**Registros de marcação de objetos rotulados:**

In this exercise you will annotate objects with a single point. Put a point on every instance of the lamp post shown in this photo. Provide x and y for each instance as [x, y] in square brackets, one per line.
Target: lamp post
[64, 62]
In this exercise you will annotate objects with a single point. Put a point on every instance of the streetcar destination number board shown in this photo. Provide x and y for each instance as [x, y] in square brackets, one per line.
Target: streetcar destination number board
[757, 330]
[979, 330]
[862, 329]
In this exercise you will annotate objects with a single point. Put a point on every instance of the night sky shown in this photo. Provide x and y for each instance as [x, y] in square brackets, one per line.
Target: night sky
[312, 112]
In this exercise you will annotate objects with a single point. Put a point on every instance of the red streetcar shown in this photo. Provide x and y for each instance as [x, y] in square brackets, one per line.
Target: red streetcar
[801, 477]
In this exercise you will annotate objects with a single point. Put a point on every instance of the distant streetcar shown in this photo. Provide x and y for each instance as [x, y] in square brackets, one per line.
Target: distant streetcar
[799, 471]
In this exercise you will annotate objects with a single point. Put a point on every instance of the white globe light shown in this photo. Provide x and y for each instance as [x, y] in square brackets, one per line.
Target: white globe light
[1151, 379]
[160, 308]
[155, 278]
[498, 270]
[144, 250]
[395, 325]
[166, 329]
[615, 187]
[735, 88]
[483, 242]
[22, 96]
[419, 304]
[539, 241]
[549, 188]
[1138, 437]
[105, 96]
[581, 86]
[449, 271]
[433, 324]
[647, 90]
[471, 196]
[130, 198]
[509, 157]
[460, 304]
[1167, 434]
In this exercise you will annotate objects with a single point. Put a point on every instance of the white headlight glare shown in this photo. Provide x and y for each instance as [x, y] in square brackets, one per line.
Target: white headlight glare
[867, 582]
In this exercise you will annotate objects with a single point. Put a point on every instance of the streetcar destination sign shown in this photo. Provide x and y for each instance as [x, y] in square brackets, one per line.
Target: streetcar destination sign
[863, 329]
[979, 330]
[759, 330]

* * *

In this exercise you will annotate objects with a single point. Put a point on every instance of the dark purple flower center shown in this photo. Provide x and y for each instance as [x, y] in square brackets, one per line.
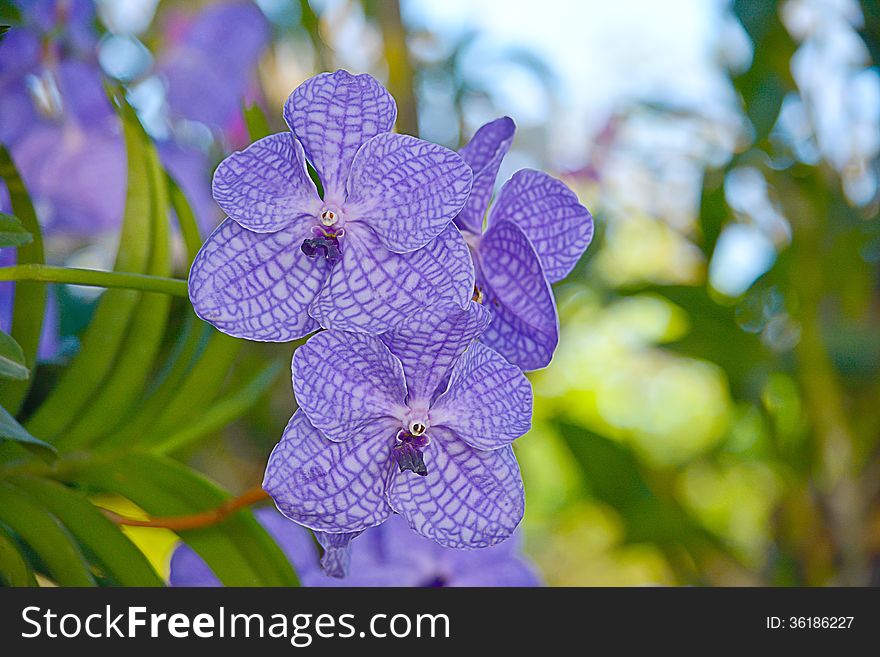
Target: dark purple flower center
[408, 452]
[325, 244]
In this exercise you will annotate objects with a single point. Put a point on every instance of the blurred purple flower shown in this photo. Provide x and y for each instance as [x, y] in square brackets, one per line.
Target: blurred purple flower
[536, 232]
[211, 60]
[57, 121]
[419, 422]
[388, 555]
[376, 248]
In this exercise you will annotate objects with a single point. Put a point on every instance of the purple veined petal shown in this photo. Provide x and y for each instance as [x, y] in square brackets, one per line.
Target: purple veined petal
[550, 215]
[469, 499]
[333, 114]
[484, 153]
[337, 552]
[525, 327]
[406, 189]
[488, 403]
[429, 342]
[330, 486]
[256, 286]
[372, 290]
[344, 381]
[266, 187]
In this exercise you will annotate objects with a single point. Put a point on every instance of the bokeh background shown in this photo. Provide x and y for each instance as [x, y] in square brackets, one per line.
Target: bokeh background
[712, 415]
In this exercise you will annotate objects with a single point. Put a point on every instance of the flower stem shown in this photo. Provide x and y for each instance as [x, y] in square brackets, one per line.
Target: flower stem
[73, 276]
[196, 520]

**Exercício proposto:**
Destaque todas as linhas dos registros acima que contêm a palavra "distant", diferenciando maiúsculas de minúsculas.

**Solução:**
In this exercise you will annotate objects with a single point. Put a point on every instance of the distant streetcar shown in this photo. Provide x and y for each instance as [x, y] in square brackets, one per line.
Target: distant streetcar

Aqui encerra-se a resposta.